Welcome to week 43 of my stock-picking throwdown with Mr. Market. Let's get right to the numbers:

Company

Starting Price*

Recent Price

Total Return

Akamai

$22.23

$22.54

1.4%

Harris & Harris

$6.22

$5.09

(18.2%)

IBM

$126.97**

$106.33

(16.3%)

Oracle (NASDAQ:ORCL)

$22.69**

$20.61

(9.2%)

Taiwan Semiconductor

$10.34

$10.29

(0.5%)

AVERAGE RETURN

--

--

(8.56%)

S&P 500 SPDR

$124.37**

$94.53

(23.99%)

DIFFERENCE

--

--

15.43

Source: Yahoo! Finance.
*Tracking began on Aug. 7, 2008.
**Adjusted for dividends and other returns of capital.

Let's call it even, Mr. Market. My tech portfolio performed a shade better than you did, but we were both very much in the green this week. Intriguingly, the rally accompanied a week in which  General Motors filed for bankruptcy and the SEC filed a civil fraud suit against former Countrywide CEO Angelo Mozilo.

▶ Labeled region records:

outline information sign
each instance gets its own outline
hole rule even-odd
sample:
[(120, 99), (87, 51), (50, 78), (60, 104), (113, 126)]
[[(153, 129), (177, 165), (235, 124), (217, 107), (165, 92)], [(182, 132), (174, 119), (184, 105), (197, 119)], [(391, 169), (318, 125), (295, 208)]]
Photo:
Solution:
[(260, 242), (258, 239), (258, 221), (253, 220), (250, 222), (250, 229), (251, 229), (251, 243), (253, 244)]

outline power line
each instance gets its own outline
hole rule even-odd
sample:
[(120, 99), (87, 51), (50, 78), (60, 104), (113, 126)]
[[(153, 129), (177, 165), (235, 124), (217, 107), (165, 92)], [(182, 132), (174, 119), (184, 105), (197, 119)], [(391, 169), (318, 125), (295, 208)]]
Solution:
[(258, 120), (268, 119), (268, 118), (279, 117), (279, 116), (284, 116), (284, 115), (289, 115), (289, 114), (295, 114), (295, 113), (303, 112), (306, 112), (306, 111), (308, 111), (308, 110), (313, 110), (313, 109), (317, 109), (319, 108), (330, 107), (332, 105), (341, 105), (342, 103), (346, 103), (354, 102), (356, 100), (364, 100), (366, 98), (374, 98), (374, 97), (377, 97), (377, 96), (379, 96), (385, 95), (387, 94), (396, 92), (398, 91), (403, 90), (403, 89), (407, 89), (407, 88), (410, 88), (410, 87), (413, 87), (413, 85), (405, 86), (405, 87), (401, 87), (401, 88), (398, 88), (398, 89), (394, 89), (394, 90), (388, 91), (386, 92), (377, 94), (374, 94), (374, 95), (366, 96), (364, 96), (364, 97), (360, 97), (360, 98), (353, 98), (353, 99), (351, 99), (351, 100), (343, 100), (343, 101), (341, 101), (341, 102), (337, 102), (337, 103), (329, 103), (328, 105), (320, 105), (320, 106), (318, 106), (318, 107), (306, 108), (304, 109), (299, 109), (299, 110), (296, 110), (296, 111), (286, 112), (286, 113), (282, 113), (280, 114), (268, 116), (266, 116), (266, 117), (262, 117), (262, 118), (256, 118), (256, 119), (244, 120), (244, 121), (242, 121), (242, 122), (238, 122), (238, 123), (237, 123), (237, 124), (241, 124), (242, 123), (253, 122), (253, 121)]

▶ Task details: According to the stock-picking column, on what date did tracking begin?

▶ In response: Aug. 7, 2008